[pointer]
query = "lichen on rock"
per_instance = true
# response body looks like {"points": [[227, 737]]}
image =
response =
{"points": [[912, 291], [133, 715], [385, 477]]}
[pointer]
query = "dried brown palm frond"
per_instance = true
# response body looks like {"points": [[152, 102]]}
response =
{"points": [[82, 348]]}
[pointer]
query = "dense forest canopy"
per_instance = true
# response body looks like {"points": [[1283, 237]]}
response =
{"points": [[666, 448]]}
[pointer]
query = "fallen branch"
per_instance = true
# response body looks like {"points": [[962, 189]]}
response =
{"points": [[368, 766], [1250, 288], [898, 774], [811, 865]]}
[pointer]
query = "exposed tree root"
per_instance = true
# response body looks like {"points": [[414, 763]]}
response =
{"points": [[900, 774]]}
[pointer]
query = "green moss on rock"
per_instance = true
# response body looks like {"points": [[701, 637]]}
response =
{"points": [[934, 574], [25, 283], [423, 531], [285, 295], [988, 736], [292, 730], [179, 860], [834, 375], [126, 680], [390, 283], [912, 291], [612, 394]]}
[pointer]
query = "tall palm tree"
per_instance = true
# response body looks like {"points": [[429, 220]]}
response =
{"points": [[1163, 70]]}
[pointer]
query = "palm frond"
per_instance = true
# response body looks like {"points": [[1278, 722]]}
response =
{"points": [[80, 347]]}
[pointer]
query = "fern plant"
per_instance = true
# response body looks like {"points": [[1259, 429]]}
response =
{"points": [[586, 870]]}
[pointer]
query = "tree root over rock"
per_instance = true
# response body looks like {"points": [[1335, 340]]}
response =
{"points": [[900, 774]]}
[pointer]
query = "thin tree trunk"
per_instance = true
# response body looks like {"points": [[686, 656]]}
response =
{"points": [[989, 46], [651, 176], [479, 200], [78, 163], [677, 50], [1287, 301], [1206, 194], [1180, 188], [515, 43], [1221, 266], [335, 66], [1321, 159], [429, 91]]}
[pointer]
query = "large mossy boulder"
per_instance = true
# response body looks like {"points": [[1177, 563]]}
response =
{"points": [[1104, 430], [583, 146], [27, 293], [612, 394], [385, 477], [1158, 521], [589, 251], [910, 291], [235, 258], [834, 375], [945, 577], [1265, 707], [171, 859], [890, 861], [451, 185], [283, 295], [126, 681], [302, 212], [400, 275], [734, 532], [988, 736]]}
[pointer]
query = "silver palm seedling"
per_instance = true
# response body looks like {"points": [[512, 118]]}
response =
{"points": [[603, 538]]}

——————

* [Task to carry out] In this exercise, the data above is to be printed exactly.

* [Problem solution]
[pointer]
query = "lichen on rock"
per_instance = true
# response body looks like {"points": [[227, 737]]}
image =
response =
{"points": [[912, 291], [133, 715], [385, 477]]}
[pointer]
query = "dried brown palm frond"
per_instance = true
# response body looks like {"points": [[152, 102]]}
response =
{"points": [[82, 348]]}
[pointer]
query = "dense forest canopy"
per_instance = true
# response body looks like {"points": [[1283, 237]]}
response =
{"points": [[666, 448]]}
[pointer]
query = "fallen branch"
per_instance = true
# response body looks like {"points": [[962, 189]]}
response =
{"points": [[368, 766], [1250, 288], [898, 774], [811, 865]]}
[pointer]
query = "exposed tree root"
per_instance = true
# response body looks like {"points": [[414, 763]]}
response =
{"points": [[900, 774]]}
[pointer]
query = "green moss on rock"
per_instance = true
# response body looks like {"points": [[701, 637]]}
response =
{"points": [[934, 574], [25, 283], [423, 531], [285, 295], [988, 736], [292, 730], [179, 860], [834, 375], [126, 680], [390, 283], [912, 291], [612, 394]]}
[pointer]
query = "tall palm tree"
per_instance = true
# response body looks like {"points": [[429, 220]]}
response =
{"points": [[1163, 70]]}
[pointer]
query = "palm frond"
per_instance = true
# response body looks like {"points": [[1278, 722]]}
response =
{"points": [[80, 347]]}
[pointer]
query = "fern plant"
per_instance = true
# response body looks like {"points": [[1259, 429]]}
response =
{"points": [[586, 870]]}
[pointer]
query = "tree root over rock"
per_instance = true
# response body looks like {"points": [[1335, 340]]}
response =
{"points": [[900, 774]]}
[pointer]
query = "thin tree trunk"
per_instance = true
# response body looks like {"points": [[686, 656]]}
response =
{"points": [[989, 46], [651, 176], [479, 200], [78, 163], [677, 50], [1287, 301], [1206, 194], [1180, 188], [515, 43], [1221, 266], [335, 66], [1321, 159], [429, 91]]}
[pointer]
query = "large mossy boulder"
per_instance = true
# response body looks like {"points": [[1177, 563]]}
response =
{"points": [[1104, 430], [583, 146], [27, 293], [612, 394], [385, 477], [1158, 521], [589, 251], [910, 291], [235, 258], [834, 375], [945, 577], [1265, 707], [171, 859], [890, 861], [451, 185], [283, 295], [126, 681], [302, 212], [400, 275], [734, 532], [988, 736]]}
[pointer]
query = "silver palm seedling"
per_instance = true
# response body looks like {"points": [[512, 118]]}
response =
{"points": [[603, 538]]}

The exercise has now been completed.